2009-07-06 Thread Antoine Pitrou
mayank gupta  gmail.com> writes:
> 
> After a little analysis, I found out that in general it uses about
> 1.4 kb of memory for each node!!

How did you measure memory use? Python objects are not very compact, but 1.4KB
per object seems a bit too much (I would expect more about 150-200 bytes/object
in 32-bit mode, or 300-400 bytes/object in 64-bit mode).

One of the solutions is to use __slots__ as already suggested. Another, which
will have similar benefits, is to use a namedtuple. Both suppress the instance
dictionnary (`instance`.__dict__), which is a major contributor to memory
consumption. Illustration (64-bit mode, by the way):

>>> import sys
>>> from collections import namedtuple

# First a normal class
>>> class Node(object): pass
... 
>>> o = Node()
>>> o.value = 1
>>> o.children = ()
>>> 
>>> sys.getsizeof(o)
64
>>> sys.getsizeof(o.__dict__)
280
# The object seems to take a mere 64 bytes, but the attribute dictionnary
# adds a whoppy 280 bytes and bumps actual size to 344 bytes!

# Now a namedtuple (a tuple subclass with property accessors for the various
# tuple items)
>>> Node = namedtuple("Node", "value children")
>>> 
>>> o = Node(value=1, children=())
>>> sys.getsizeof(o)
72
>>> sys.getsizeof(o.__dict__)
Traceback (most recent call last):
  File "", line 1, in 
AttributeError: 'Node' object has no attribute '__dict__'

# The object doesn't have a __dict__, so 72 bytes is its real total size.

MATERIAL SUPPLIED
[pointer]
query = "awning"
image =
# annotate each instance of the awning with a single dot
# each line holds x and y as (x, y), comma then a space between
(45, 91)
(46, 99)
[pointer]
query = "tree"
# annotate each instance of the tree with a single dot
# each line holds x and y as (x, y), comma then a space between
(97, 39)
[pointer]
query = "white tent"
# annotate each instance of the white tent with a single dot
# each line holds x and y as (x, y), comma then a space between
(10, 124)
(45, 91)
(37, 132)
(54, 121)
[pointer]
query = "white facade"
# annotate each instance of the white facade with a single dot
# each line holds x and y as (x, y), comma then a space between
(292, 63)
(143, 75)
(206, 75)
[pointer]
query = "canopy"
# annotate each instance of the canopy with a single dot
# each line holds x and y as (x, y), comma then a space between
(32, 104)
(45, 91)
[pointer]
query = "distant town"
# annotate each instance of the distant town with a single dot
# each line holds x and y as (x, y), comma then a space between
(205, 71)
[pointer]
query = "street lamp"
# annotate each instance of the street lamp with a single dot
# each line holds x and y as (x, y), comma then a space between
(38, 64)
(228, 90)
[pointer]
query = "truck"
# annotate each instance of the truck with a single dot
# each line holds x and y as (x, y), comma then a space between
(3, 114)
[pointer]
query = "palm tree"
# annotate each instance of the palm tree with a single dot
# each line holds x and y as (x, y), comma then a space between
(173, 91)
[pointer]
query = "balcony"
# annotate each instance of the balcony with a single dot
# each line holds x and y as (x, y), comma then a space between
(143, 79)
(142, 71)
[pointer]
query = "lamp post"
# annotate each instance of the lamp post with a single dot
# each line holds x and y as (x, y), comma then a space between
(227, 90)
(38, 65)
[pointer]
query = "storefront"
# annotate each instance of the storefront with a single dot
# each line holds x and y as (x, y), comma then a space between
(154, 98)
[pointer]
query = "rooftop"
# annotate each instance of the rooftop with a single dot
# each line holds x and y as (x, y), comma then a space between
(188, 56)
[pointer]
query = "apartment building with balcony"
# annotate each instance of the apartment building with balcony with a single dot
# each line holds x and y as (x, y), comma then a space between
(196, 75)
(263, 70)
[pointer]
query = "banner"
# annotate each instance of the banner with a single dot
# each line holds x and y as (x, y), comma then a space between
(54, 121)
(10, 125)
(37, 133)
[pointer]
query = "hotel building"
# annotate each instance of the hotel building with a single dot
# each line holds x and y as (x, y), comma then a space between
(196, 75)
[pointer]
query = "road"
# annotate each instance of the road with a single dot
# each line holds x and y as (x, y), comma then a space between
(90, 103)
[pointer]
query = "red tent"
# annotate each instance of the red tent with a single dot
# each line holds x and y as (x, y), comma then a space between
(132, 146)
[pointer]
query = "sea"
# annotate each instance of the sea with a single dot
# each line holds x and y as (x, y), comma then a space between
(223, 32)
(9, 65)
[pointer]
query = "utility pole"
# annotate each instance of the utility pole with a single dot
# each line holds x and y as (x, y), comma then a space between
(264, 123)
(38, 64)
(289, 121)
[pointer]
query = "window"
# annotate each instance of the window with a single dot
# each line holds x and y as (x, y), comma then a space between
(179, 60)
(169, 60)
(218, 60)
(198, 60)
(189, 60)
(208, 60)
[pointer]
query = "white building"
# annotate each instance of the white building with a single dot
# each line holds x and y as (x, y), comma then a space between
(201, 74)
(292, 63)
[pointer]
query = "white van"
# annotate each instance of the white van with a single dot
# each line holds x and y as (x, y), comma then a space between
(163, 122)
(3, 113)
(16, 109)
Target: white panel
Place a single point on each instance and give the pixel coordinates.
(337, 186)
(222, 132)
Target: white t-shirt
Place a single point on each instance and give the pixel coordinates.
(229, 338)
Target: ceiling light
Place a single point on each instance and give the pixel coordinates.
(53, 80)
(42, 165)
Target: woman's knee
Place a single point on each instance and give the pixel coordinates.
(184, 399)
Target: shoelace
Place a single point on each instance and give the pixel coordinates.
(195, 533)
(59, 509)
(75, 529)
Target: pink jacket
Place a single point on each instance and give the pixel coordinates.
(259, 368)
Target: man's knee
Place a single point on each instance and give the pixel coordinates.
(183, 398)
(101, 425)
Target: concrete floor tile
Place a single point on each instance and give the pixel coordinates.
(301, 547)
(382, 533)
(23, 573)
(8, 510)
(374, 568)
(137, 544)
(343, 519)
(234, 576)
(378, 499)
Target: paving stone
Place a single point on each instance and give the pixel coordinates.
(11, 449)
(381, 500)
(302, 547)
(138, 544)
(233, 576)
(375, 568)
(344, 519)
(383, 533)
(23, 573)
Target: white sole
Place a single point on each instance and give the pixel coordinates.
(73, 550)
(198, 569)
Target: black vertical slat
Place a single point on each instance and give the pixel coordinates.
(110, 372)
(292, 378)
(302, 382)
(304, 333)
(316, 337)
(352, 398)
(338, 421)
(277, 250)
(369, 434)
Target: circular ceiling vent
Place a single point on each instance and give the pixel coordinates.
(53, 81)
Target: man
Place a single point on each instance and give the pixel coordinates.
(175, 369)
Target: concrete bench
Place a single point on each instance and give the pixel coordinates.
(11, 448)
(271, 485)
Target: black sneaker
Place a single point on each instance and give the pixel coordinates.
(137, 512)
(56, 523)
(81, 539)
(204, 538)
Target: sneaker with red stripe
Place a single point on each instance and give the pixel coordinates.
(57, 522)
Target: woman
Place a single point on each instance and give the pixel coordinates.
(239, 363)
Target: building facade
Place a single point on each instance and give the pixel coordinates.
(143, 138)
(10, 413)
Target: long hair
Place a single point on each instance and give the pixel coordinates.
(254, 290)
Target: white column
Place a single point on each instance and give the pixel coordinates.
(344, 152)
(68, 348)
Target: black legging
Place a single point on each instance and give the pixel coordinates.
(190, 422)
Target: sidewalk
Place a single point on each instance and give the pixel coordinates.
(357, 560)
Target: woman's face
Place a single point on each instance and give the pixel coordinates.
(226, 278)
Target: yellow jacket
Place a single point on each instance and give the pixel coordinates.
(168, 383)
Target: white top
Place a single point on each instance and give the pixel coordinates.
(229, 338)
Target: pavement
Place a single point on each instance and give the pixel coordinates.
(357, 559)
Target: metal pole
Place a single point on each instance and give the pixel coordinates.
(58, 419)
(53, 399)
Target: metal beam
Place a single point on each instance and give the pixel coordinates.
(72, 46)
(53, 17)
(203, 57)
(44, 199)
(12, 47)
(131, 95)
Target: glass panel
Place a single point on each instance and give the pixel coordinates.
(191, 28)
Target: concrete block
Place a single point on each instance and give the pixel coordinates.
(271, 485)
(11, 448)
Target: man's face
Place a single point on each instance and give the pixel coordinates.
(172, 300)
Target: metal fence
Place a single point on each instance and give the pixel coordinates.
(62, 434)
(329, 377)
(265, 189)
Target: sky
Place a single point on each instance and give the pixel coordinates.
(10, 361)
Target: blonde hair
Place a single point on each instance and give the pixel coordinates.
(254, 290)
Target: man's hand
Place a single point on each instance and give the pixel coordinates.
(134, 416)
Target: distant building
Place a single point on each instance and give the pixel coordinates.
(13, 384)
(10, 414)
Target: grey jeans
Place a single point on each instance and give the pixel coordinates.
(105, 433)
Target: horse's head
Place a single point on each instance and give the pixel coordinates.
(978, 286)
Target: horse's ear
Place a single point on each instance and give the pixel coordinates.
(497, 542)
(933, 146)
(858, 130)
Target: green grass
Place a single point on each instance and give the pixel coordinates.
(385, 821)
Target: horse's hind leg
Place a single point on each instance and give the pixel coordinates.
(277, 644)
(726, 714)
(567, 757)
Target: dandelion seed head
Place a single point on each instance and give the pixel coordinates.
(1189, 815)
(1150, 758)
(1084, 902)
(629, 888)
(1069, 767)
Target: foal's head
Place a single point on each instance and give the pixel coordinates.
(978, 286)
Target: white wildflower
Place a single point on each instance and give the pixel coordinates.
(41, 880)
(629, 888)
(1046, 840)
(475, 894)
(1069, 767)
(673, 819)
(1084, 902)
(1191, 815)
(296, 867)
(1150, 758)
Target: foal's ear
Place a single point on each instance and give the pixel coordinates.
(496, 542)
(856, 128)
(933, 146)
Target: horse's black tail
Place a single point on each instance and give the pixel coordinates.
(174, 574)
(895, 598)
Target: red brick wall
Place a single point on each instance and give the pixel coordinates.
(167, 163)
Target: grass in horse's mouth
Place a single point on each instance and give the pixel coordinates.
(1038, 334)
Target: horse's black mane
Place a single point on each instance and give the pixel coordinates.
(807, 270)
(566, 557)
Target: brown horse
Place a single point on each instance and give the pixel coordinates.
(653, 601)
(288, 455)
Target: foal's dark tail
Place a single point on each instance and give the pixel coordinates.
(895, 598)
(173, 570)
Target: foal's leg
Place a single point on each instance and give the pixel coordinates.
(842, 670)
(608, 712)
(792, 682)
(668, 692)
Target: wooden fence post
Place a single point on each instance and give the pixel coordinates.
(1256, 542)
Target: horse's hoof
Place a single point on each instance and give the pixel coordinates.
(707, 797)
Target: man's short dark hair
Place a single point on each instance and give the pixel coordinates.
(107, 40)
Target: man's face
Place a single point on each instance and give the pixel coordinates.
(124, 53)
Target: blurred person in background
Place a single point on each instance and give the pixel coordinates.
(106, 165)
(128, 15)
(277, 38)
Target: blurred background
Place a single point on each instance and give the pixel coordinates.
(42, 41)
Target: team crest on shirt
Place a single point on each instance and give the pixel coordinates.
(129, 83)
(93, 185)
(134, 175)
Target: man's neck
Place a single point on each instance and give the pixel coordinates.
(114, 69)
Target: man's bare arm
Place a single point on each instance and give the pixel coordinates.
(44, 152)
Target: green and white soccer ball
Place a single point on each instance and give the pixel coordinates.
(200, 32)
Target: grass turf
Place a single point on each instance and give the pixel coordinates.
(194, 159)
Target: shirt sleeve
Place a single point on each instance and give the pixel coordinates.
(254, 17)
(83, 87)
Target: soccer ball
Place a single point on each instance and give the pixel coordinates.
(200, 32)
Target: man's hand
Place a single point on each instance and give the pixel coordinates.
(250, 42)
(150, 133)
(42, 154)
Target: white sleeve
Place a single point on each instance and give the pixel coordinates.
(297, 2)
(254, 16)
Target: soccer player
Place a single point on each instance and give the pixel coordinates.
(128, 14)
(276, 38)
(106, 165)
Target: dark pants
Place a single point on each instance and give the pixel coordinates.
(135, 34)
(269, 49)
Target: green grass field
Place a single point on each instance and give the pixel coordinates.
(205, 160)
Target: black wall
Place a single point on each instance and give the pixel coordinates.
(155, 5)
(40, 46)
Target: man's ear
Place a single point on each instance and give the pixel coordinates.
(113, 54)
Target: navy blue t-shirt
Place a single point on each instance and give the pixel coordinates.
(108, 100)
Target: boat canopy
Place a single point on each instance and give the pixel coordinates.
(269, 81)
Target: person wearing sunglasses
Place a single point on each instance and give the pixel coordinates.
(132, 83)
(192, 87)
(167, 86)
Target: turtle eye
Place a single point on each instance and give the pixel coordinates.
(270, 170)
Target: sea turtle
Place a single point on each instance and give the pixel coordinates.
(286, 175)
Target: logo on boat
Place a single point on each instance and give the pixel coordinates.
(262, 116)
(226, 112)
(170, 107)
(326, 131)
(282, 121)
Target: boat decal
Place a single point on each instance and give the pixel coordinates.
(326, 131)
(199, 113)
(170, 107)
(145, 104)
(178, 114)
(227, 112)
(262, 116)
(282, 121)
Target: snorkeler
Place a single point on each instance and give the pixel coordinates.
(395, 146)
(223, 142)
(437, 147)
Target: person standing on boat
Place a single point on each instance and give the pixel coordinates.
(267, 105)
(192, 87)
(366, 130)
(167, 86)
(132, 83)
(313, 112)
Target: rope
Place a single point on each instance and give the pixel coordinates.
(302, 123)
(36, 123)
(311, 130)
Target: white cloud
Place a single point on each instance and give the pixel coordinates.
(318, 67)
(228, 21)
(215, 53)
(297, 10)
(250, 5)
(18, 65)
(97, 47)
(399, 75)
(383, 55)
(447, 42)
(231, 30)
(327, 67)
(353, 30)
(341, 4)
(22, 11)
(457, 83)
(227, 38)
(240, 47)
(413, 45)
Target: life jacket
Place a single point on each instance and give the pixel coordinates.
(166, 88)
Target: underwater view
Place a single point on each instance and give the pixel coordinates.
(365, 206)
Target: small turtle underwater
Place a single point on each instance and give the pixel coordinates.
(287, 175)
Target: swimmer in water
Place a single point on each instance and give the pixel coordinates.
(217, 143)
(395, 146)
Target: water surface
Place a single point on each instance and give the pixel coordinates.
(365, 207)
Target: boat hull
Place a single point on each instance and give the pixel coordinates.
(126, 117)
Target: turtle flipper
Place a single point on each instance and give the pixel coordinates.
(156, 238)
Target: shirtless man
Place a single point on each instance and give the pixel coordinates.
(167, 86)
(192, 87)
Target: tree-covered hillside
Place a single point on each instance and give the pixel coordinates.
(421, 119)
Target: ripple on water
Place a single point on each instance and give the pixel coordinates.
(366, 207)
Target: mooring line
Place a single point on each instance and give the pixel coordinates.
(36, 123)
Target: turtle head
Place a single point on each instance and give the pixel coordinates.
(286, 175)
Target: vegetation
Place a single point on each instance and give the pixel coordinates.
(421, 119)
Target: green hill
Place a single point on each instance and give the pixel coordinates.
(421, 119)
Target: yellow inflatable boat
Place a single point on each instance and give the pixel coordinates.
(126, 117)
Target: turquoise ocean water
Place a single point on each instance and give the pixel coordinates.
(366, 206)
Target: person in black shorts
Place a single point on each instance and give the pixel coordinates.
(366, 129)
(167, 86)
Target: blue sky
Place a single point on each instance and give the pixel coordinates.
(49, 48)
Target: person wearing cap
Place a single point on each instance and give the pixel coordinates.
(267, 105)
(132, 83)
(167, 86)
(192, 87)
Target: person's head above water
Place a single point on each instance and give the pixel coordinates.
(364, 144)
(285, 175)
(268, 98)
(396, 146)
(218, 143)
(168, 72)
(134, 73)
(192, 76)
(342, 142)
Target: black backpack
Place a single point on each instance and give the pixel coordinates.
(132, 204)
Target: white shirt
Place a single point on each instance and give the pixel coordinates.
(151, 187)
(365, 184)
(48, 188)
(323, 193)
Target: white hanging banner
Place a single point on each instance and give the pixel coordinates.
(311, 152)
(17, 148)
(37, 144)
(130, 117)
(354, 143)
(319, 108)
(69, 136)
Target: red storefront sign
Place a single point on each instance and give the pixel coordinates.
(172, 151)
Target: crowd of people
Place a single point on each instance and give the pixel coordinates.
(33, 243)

REQUIRED TASK 1
From the Python memory reply, pull out the stretch from "# First a normal" through "to 344 bytes!" word for word.
REQUIRED TASK 2
In the Python memory reply, what actual size does the instance of the normal class reach once its attribute dictionary is added?

RIGHT ANSWER 1
# First a normal class
>>> class Node(object): pass
... 
>>> o = Node()
>>> o.value = 1
>>> o.children = ()
>>> 
>>> sys.getsizeof(o)
64
>>> sys.getsizeof(o.__dict__)
280
# The object seems to take a mere 64 bytes, but the attribute dictionnary
# adds a whoppy 280 bytes and bumps actual size to 344 bytes!

RIGHT ANSWER 2
344 bytes.